Final checks to be made, price to be decided, blurb polished and keywords decided. Then I can final press the Publish button.
This is my cover. Depending how swiftly KDP works, publication day will be Sunday, or perhaps, if they're a little slow, Monday 19th March 2018.
Published on March 17, 2018 04:21
March 14, 2018
KINDLE CREATE
The new software from Amazon that allows publication of an e-book is called Kindle Create. I've been exploring it with a view to publishing my next book, which is due in a few days. I'd love to give an official date of publication, but sod's law says I won't stick to it, so I'll just say it is very close.At first glance the software seems beautfully simple, and in many ways, it is.
There is a choice of four themes to suit different genres - Classic, Amour, etc. They aren't exactly startling, but it means the software will modify the entire text for you to that style. It will seek out paragraphs, breaks, headings etc and deal with them for you, according to the style you've chosen. You can be certain they will all be consistent.
The software will do the Table of Contents for you, too.
If you have any links, the software will hold them but once you try to modify them they vanish.
My needs are simple as I have no illustrations, graphics or lists to incorporate. It is a plain novel, and the software seems to suit me well so far. One draw back I've noted is that though you can edit the text in Kindle Create, it - obviously when you think about it - doesn't make the change in your original Word document, so you could end up with no final copy of your ms.
If I had made all my editing changes on the Word document, I would have been further on by now. I had about three goes at editing on Kindle Create before the penny fnally dropped. Now I'm back to doing a final, final, final edit on Word, so in a sense I've wasted all the time I spent each time making the style changes. Next time I'll know better!
Published on March 14, 2018 03:06
March 8, 2018
Historical fact and historical fiction
There are two or three very well-known authors I can think of (and many more whose names don’t spring to mind right now!) who write what I call historical biographies. They select a known person from history and write as if they werethem, or knew them; in other words, they write dialogue for them, tell us their thoughts, their emotions as well as the major points of their lives. This is fine, and I read a lot of them. But writing fiction about well-known and well documented figures and events is one thing; writing about characters who once existed about whom little is known is problematical.

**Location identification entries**

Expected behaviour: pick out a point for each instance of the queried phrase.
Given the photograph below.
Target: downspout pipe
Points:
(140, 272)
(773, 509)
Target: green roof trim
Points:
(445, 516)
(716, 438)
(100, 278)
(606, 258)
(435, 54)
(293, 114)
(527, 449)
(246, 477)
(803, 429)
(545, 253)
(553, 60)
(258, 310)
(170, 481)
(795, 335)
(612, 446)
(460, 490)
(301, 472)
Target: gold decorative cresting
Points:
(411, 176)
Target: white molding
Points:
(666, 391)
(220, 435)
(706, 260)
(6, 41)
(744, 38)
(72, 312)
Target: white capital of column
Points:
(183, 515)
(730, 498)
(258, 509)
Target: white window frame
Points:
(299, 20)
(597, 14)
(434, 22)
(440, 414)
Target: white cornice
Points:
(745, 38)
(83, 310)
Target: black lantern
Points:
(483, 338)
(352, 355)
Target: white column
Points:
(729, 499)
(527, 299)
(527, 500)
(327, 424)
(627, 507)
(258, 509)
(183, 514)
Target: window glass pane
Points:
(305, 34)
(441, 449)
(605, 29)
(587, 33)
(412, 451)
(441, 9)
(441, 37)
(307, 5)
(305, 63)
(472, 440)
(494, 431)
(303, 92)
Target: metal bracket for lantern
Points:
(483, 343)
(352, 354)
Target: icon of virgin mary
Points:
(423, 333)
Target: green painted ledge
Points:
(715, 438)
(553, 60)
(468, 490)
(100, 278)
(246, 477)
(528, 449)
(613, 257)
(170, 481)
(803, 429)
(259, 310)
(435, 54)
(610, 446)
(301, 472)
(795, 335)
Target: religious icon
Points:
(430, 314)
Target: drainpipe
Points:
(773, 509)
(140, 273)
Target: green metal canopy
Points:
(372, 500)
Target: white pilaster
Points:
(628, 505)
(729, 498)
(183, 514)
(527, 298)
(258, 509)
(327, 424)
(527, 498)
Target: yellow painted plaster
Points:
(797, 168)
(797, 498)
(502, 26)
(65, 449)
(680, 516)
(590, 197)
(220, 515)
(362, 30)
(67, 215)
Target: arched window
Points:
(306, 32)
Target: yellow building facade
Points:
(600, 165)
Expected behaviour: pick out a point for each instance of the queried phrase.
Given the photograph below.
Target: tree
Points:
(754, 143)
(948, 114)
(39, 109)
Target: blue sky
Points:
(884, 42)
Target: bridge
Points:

**TASK INSTRUCTIONS**
(a) According to the blog excerpt, how many themes does Kindle Create offer?
(b) Using the blog excerpt, state whether each statement below agrees with it. Answer yes or no for each, and quote the words that decide it. (i) Kindle Create can produce the Table of Contents. (ii) Edits made in Kindle Create also change the original Word document. (iii) The writer's book contains illustrations.
(c) List every task the blog excerpt says must be completed before the Publish button can finally be pressed.

**SOLUTIONS PER TASK**
(a) Four.

(b)
(i) Yes: "The software will do the Table of Contents for you, too."
(ii) No: "doesn't make the change in your original Word document"
(iii) No: "I have no illustrations, graphics or lists to incorporate."

(c)
- Final checks to be made
- Price to be decided
- Blurb polished
- Keywords decided